Insuring Off-Road Vehicles
Insuring Off-Road Vehicles
Off road vehicles, which began getting popular in the 1970s, are capable of driving on and off paved or gravel surfaces. They have an enthusiastic following because of their many uses and versatility. These vehicles are most commonly used for sight-seeing in remoter areas which are distant from paved road.
Most off road vehicles have higher clearance and higher traction, which enable them to access trails and forest tracks. They also have a low ground pressure, so as not to sink into soft ground. Off-road vehicles are usually fitted with especially low gearing.
According to the Ontario Ministry of Transportation, off-road vehicles (ORVs) are any two or three-wheeled motorized vehicles. All-terrain vehicles (ATVs) are also off road vehicles but these have four wheels, the tires of which are all in contact with the ground; and they also come with steering handlebars. ATVs have a seat that is designed to be straddled by the driver; and are designed to carry a driver only and no passengers.
Increasingly, off-road vehicles in Canada are becoming more regulated and the minimum age of operation is slowly being raised.
By law, all off-road vehicles must be plated (even those that are only used on the owner’s property), and drivers issued a permit, by the Ministry of Transportation. These vehicles may not be driven on a highway, unless the driver has a valid driver’s or motorcycle licence.
Depending on where they are driven, an off-road vehicle must usually be insured by a motor vehicle insurance policy. The driver and owner must carry evidence of insurance, in the same way a car owner is required to do so. Failure to provide proof of insurance when requested by a peace officer may result in a fine or penalty. The insurance requirement is waived where the vehicle is driven on land owned or occupied by the owner. This exception only applies to family members who operate off-road vehicles on their own properties. It does not apply to individuals who may bring their off-road vehicles for use on the property of others. For example, if a person brought their ORV to their friend’s property for the weekend, the owner of the vehicle would have to have insurance.
━━━━━━
* Instructions for the task:
Please write out the part of the off-road vehicle insurance text starting with "Most off road" and going on through "and no passengers.", word for word.

* Dataset content:
━━━━━━
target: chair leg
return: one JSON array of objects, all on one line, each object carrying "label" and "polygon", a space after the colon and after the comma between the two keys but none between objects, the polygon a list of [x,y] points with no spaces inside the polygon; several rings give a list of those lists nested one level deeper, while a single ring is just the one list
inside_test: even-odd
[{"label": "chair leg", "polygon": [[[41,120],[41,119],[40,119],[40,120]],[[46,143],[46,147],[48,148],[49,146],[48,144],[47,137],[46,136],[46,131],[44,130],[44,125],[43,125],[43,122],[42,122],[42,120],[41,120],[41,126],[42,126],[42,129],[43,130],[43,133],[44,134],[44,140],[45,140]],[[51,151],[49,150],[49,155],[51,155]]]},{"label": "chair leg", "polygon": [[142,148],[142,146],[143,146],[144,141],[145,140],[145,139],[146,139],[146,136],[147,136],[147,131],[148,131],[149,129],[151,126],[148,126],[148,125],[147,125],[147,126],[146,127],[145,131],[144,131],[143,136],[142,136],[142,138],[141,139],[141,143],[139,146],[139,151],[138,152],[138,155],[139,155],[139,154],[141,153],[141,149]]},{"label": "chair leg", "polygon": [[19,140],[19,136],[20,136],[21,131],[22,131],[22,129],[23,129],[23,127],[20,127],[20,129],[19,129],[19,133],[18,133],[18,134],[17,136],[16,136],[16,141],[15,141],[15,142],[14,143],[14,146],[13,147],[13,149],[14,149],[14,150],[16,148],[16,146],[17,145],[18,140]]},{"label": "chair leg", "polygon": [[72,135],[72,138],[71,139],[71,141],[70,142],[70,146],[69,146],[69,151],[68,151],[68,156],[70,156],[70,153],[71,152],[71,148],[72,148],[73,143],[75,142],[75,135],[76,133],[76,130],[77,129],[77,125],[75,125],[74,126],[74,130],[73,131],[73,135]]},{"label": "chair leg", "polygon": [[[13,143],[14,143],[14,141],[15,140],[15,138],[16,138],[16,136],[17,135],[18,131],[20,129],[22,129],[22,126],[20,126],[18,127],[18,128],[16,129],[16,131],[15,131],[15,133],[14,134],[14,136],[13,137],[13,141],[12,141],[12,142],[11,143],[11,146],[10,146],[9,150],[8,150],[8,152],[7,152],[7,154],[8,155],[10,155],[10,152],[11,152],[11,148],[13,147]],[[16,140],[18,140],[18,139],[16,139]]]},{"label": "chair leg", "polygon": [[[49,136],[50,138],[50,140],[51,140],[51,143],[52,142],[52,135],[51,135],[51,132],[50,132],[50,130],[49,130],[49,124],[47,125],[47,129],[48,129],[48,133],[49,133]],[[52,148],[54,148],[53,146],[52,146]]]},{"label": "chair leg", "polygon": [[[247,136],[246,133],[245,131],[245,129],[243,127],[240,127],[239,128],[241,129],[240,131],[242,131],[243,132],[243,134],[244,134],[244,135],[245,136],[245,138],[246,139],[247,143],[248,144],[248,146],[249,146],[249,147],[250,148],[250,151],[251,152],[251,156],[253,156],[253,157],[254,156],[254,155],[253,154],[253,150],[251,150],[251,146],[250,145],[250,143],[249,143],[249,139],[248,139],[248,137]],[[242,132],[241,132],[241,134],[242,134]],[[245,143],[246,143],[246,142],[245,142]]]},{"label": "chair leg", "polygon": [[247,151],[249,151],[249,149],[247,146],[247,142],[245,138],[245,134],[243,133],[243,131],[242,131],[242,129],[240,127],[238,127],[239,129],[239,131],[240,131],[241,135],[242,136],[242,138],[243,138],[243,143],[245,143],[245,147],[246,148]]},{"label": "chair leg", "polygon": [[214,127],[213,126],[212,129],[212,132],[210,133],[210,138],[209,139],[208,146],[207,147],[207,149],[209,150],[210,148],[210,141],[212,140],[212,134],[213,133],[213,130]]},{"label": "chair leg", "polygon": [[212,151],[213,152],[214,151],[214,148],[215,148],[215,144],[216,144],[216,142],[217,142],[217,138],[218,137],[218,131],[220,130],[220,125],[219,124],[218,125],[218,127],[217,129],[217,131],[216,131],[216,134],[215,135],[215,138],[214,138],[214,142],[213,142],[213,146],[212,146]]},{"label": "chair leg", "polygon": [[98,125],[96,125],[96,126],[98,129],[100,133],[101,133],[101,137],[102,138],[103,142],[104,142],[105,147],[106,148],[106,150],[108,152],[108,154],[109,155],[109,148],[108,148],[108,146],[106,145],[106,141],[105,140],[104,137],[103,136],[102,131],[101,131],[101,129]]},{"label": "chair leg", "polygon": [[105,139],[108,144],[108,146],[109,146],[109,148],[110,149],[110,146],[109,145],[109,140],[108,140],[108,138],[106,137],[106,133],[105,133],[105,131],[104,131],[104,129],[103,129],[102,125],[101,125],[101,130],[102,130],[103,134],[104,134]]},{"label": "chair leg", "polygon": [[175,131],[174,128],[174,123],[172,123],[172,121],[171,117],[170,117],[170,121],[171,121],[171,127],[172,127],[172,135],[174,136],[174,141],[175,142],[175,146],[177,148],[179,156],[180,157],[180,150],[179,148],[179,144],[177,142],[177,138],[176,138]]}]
━━━━━━
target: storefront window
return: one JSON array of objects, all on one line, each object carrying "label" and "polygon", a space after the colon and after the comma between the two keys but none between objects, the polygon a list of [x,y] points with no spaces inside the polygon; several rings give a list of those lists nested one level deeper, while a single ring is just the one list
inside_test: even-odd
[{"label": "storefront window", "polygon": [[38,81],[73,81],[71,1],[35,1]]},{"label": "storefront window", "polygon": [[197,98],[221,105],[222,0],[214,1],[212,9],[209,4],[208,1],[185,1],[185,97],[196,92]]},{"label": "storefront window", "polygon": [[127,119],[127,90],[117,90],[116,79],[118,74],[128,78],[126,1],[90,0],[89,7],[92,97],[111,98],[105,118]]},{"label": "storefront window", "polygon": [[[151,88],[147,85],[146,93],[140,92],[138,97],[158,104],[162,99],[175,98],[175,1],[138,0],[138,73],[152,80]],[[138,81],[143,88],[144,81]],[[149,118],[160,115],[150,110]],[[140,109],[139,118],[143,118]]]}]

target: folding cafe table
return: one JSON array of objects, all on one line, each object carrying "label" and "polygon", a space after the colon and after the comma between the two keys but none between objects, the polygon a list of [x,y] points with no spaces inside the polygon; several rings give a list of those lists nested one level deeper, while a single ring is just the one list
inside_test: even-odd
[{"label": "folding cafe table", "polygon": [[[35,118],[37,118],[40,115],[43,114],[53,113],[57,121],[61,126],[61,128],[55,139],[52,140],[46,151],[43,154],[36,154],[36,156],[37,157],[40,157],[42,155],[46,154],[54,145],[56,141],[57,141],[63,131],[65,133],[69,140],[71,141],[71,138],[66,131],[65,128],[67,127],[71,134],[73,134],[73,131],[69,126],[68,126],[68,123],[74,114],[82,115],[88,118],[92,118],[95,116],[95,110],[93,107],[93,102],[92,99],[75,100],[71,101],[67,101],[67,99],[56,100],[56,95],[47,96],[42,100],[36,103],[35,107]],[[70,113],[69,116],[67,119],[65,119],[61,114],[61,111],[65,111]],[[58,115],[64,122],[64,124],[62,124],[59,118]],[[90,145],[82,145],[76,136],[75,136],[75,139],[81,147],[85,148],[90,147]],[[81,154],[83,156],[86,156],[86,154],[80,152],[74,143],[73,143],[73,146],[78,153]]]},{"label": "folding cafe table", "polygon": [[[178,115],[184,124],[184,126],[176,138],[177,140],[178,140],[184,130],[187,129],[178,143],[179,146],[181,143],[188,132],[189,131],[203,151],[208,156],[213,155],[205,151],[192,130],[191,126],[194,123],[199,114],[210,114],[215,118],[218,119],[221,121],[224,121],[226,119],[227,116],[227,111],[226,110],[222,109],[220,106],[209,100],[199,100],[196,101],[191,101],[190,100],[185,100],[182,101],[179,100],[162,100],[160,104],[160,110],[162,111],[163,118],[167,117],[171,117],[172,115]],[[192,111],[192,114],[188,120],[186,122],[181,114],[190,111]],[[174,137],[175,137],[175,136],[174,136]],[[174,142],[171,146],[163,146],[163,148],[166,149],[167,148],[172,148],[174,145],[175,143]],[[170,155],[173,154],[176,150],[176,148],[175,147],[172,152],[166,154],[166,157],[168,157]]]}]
━━━━━━
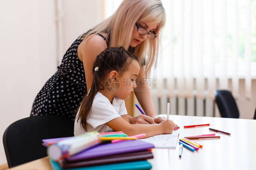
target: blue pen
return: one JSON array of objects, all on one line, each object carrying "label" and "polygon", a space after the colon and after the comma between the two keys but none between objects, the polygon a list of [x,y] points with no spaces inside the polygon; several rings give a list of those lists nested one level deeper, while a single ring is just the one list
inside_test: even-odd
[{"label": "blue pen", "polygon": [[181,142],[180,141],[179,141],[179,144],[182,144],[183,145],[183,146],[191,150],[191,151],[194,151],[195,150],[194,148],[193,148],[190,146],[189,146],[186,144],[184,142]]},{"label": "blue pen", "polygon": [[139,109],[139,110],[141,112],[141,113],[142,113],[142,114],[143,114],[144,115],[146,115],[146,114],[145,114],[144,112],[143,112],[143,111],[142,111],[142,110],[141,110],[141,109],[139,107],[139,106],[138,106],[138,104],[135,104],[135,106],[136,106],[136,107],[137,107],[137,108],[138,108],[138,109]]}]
━━━━━━
* Result for this exercise:
Most off road vehicles have higher clearance and higher traction, which enable them to access trails and forest tracks. They also have a low ground pressure, so as not to sink into soft ground. Off-road vehicles are usually fitted with especially low gearing.
According to the Ontario Ministry of Transportation, off-road vehicles (ORVs) are any two or three-wheeled motorized vehicles. All-terrain vehicles (ATVs) are also off road vehicles but these have four wheels, the tires of which are all in contact with the ground; and they also come with steering handlebars. ATVs have a seat that is designed to be straddled by the driver; and are designed to carry a driver only and no passengers.